Текст интервью =>
_ _ _

В «Легком завтраке» Вы откровенно переписали некоторых античных историков. В «Реставрации обеда» – сфальсифицировали древнюю рукопись… Судя по навязчивости этого мотива в Вашем творчестве, Вы страстно хотели бы заново написать «Дон-Кихота», «Одиссею», «Илиаду», но поскольку все знаменитые имена и сочинения уже разобрали другие, как на уроке истории, – что Вы можете сказать об Иржи Грошеке и где Вы нашли его романы?
Сразу же напрашивается ответ – на помойке. Ведь я же предупреждал: нельзя провоцировать «литературное хулиганье», вроде меня, подобными вопросами. Разглагольствуем дальше…
Имя Иржи Грошека манит неким изяществом. В Вашей биографии упомянуто, что Вы принимали участие в рекламной кампании балета «Трокадеро де Монте-Карло», известного тем, что в нем мужчины исполняют женские партии (правда, не так серьезно, как это происходит у Валерия Михайловского). Вы превосходно знаете женщину и 80 процентов своих произведений отдаете ее многочисленным эманациям. В Интернете муссируются слухи о том, что Иржи Грошек женщина, а именно Анна Владимирова (разрекламированная как супруга И. Г.). Не играете ли Вы (в силу своей острохарактерности) в античный театр со своими читателями, примеряя на себя маску персонажа противоположного пола? В данном случае – маску мужчины? (Мне так и видится картина выбора псевдонима Грошек: более озабоченная литературой, нежели кухней, дама на скорую руку решает сварить суп из «заморозки», берет первый попавшийся пакет с овощами, а на нем латиницей написано «грошек», сиречь – горошек.)

_ _ _

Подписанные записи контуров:
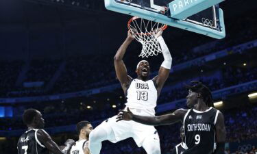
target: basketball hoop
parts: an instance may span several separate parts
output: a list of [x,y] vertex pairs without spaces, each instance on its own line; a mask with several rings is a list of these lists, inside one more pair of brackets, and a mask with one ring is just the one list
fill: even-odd
[[127,28],[136,40],[143,45],[139,56],[148,57],[162,52],[156,34],[161,30],[165,30],[167,25],[134,16],[128,21]]

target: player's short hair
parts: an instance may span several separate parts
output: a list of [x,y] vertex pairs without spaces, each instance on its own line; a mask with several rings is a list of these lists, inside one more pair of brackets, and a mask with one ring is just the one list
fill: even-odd
[[80,121],[77,124],[76,131],[78,135],[79,135],[80,130],[83,129],[84,127],[87,126],[88,125],[91,124],[89,121]]
[[25,125],[32,123],[33,118],[36,116],[37,110],[36,109],[28,109],[24,111],[23,114],[23,120]]
[[186,85],[186,87],[192,92],[201,93],[203,100],[206,105],[209,107],[213,107],[212,95],[210,89],[201,82],[197,81],[193,81],[191,84],[191,85]]

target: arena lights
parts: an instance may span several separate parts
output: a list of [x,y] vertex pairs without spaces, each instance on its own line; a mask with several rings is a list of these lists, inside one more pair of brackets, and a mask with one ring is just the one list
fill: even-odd
[[248,94],[249,98],[257,97],[257,92]]
[[223,103],[223,101],[218,101],[218,102],[214,103],[213,104],[215,107],[217,107],[217,106],[221,106]]

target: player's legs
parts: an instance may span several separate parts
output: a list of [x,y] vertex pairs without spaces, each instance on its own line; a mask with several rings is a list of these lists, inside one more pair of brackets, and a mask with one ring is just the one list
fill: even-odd
[[113,140],[115,136],[112,127],[102,123],[89,134],[89,149],[91,154],[99,154],[101,149],[101,142]]
[[160,139],[158,133],[146,137],[143,141],[142,146],[147,154],[160,154]]

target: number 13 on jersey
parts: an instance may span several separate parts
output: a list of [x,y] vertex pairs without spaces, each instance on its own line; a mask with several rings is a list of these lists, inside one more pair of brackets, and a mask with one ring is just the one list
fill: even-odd
[[148,92],[147,91],[136,91],[138,100],[147,101]]

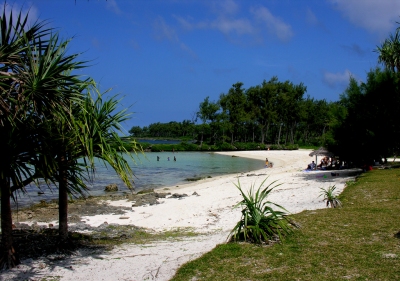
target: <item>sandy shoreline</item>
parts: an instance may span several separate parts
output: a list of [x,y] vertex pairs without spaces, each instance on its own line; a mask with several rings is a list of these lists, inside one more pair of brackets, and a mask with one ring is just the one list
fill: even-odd
[[[168,192],[185,193],[188,197],[161,199],[162,204],[135,207],[121,220],[120,215],[84,217],[86,223],[98,226],[104,222],[133,224],[155,231],[190,227],[202,235],[172,242],[156,242],[149,245],[125,244],[101,257],[81,251],[76,256],[58,262],[25,260],[19,268],[2,272],[0,280],[26,280],[49,276],[62,276],[60,280],[169,280],[176,270],[189,260],[224,243],[240,210],[233,206],[241,200],[234,183],[240,180],[242,187],[258,186],[278,181],[269,198],[291,213],[324,208],[320,188],[335,185],[341,192],[345,183],[354,178],[355,171],[304,172],[314,160],[311,150],[297,151],[239,151],[223,152],[225,155],[248,157],[274,163],[274,168],[261,168],[246,174],[224,175],[182,186],[169,187]],[[194,192],[198,194],[192,195]],[[109,201],[114,206],[131,206],[126,200]]]

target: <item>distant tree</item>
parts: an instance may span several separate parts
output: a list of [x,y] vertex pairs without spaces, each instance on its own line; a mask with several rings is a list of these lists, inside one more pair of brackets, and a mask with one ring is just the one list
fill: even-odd
[[238,129],[242,126],[247,117],[245,112],[246,96],[242,86],[242,82],[233,84],[228,93],[221,94],[219,99],[222,110],[228,116],[228,130],[231,133],[232,145],[234,143],[235,134],[238,132]]
[[277,108],[276,98],[278,93],[278,78],[272,77],[268,82],[265,80],[260,86],[250,87],[246,91],[249,105],[249,112],[254,116],[260,132],[261,143],[265,142],[268,136],[268,129],[272,122],[276,121]]
[[397,153],[400,147],[400,91],[395,73],[379,68],[367,81],[351,78],[340,103],[346,113],[333,130],[330,147],[343,160],[368,164]]
[[[206,97],[203,102],[200,103],[199,111],[197,112],[197,117],[203,122],[203,130],[201,130],[201,143],[203,143],[204,126],[208,124],[211,129],[211,138],[213,137],[213,128],[215,127],[215,122],[218,118],[218,111],[220,106],[217,102],[211,102],[210,97]],[[210,139],[210,142],[212,140]]]
[[140,128],[140,126],[133,126],[128,132],[133,137],[141,137],[143,134],[143,130]]
[[[60,137],[53,136],[53,152],[58,159],[55,177],[59,183],[59,236],[64,247],[68,246],[68,194],[82,195],[87,190],[82,179],[94,175],[94,158],[108,163],[127,187],[132,188],[133,173],[126,158],[133,158],[126,148],[140,151],[134,141],[120,136],[123,134],[120,123],[128,118],[128,114],[126,110],[117,110],[119,101],[115,97],[104,101],[95,87],[87,90],[83,103],[73,111],[73,127],[59,127]],[[90,170],[81,167],[79,160],[82,159]]]
[[[2,253],[0,268],[19,263],[12,243],[10,197],[38,178],[54,180],[57,161],[50,153],[51,122],[68,123],[79,92],[71,69],[79,69],[76,54],[65,53],[68,41],[36,22],[28,27],[28,14],[0,19],[0,161]],[[78,87],[79,88],[79,87]]]
[[378,62],[383,63],[384,66],[392,72],[400,71],[400,34],[399,29],[395,34],[390,34],[389,38],[377,46],[376,52],[378,53]]

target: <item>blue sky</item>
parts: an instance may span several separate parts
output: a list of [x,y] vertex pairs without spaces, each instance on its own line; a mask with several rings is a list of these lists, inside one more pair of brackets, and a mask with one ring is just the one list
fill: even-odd
[[207,96],[277,76],[305,96],[338,100],[364,80],[400,22],[398,0],[23,0],[8,9],[48,20],[83,52],[105,91],[123,97],[123,124],[191,120]]

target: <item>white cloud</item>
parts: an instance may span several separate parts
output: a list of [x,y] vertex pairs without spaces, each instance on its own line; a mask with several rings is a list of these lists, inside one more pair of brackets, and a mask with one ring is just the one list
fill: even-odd
[[329,0],[353,24],[387,35],[399,21],[399,0]]
[[155,20],[154,30],[156,32],[155,36],[158,40],[167,39],[171,42],[179,41],[176,31],[172,27],[167,25],[162,17],[158,17],[158,19]]
[[118,7],[118,4],[115,0],[108,0],[107,1],[107,8],[113,11],[115,14],[121,14],[121,9]]
[[175,29],[169,26],[162,17],[159,17],[154,22],[154,31],[155,38],[157,40],[168,40],[169,42],[179,46],[182,51],[190,54],[193,58],[197,58],[196,53],[193,52],[193,50],[190,49],[185,43],[181,42]]
[[292,27],[282,19],[275,17],[267,8],[251,8],[255,19],[265,24],[268,32],[274,34],[281,41],[289,41],[293,37]]
[[210,23],[211,28],[218,29],[224,34],[236,33],[238,35],[253,33],[253,27],[247,19],[228,19],[221,17]]
[[316,15],[310,9],[307,9],[306,20],[309,24],[312,24],[312,25],[318,24],[318,19],[317,19]]
[[239,5],[233,0],[218,0],[213,3],[213,10],[217,14],[234,15],[239,11]]
[[332,73],[325,71],[323,73],[323,81],[331,88],[343,87],[348,85],[350,81],[350,77],[354,77],[354,75],[350,72],[350,70],[346,69],[344,72],[340,73]]

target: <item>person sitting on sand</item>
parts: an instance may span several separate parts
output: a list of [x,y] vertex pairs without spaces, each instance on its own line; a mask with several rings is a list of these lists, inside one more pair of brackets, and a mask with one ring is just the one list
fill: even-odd
[[314,161],[312,161],[310,164],[307,165],[306,170],[314,170],[314,169],[315,169],[315,163]]

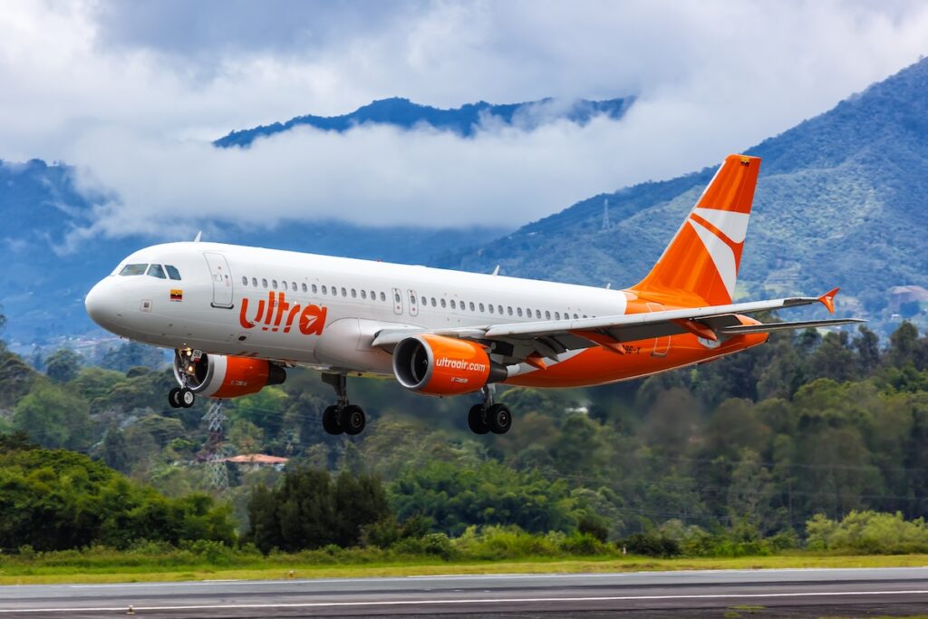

_ _ _

Задания для работы =>
1) Переведите на английский язык предложение из интервью: «Имя Иржи Грошека манит неким изяществом».
2) Отберите из данных каждую строку, в которой есть слово «item»; регистр букв учитывается.
Интервью и строки данных — два независимых друг от друга материала.

Разобранные решения =>
1) The name of Jiří Grošek beckons with a certain elegance.

2)
target: <item>sandy shoreline</item>
target: <item>distant tree</item>
target: <item>blue sky</item>
target: <item>white cloud</item>
target: <item>person sitting on sand</item>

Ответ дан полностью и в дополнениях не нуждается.